> _Dati di origine_

----------

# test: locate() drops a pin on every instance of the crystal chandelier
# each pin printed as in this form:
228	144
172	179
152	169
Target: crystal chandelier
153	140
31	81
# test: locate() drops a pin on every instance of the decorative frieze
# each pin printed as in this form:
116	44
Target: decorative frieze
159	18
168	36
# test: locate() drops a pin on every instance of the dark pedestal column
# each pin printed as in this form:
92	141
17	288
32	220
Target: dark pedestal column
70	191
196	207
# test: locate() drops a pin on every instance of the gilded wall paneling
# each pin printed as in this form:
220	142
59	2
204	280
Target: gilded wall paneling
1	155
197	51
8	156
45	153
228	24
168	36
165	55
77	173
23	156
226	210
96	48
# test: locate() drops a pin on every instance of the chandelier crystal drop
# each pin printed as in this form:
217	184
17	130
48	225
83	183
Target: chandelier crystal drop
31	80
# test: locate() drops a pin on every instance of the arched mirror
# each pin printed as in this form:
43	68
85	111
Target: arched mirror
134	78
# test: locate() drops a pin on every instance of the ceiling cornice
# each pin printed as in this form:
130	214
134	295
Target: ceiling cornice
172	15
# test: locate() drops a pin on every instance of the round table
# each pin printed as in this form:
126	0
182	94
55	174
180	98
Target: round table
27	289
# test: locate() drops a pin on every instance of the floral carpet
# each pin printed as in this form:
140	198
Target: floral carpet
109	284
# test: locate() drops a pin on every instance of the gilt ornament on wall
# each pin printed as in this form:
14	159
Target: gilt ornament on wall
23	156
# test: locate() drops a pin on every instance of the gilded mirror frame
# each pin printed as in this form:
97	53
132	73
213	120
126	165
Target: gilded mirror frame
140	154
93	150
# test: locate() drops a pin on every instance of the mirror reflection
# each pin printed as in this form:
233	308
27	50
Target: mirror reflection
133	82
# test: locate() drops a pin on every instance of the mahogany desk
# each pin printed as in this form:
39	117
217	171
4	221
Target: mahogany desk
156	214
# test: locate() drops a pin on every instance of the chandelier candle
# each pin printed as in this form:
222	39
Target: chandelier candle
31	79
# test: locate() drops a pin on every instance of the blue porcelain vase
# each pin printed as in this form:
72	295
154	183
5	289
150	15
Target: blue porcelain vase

----------

> _Da svolgere_
Ricopia alla lettera, senza alcuna modifica, tutte le righe dei dati riportati sopra.

> _Risposta corretta_
# test: locate() drops a pin on every instance of the crystal chandelier
# each pin printed as in this form:
228	144
172	179
152	169
Target: crystal chandelier
153	140
31	81
# test: locate() drops a pin on every instance of the decorative frieze
# each pin printed as in this form:
116	44
Target: decorative frieze
159	18
168	36
# test: locate() drops a pin on every instance of the dark pedestal column
# each pin printed as in this form:
92	141
17	288
32	220
Target: dark pedestal column
70	191
196	207
# test: locate() drops a pin on every instance of the gilded wall paneling
# each pin printed as in this form:
220	142
59	2
204	280
Target: gilded wall paneling
1	155
197	51
8	156
45	153
228	24
168	36
165	55
77	173
23	156
226	210
96	48
# test: locate() drops a pin on every instance of the chandelier crystal drop
# each pin printed as in this form:
217	184
17	130
48	225
83	183
Target: chandelier crystal drop
31	80
# test: locate() drops a pin on every instance of the arched mirror
# each pin printed as in this form:
43	68
85	111
Target: arched mirror
134	78
# test: locate() drops a pin on every instance of the ceiling cornice
# each pin printed as in this form:
130	214
134	295
Target: ceiling cornice
172	15
# test: locate() drops a pin on every instance of the round table
# each pin printed as in this form:
126	0
182	94
55	174
180	98
Target: round table
27	289
# test: locate() drops a pin on every instance of the floral carpet
# each pin printed as in this form:
140	198
Target: floral carpet
109	284
# test: locate() drops a pin on every instance of the gilt ornament on wall
# each pin printed as in this form:
14	159
Target: gilt ornament on wall
23	156
# test: locate() drops a pin on every instance of the gilded mirror frame
# each pin printed as in this form:
97	53
132	73
213	120
126	165
Target: gilded mirror frame
140	154
93	150
# test: locate() drops a pin on every instance of the mirror reflection
# each pin printed as in this form:
233	308
27	50
Target: mirror reflection
133	82
# test: locate() drops a pin on every instance of the mahogany desk
# each pin printed as in this form:
39	117
217	171
4	221
Target: mahogany desk
156	214
# test: locate() drops a pin on every instance of the chandelier candle
# each pin printed as in this form:
222	39
Target: chandelier candle
31	79
# test: locate() drops a pin on every instance of the blue porcelain vase
# each pin printed as in this form:
72	295
154	183
5	289
150	15
Target: blue porcelain vase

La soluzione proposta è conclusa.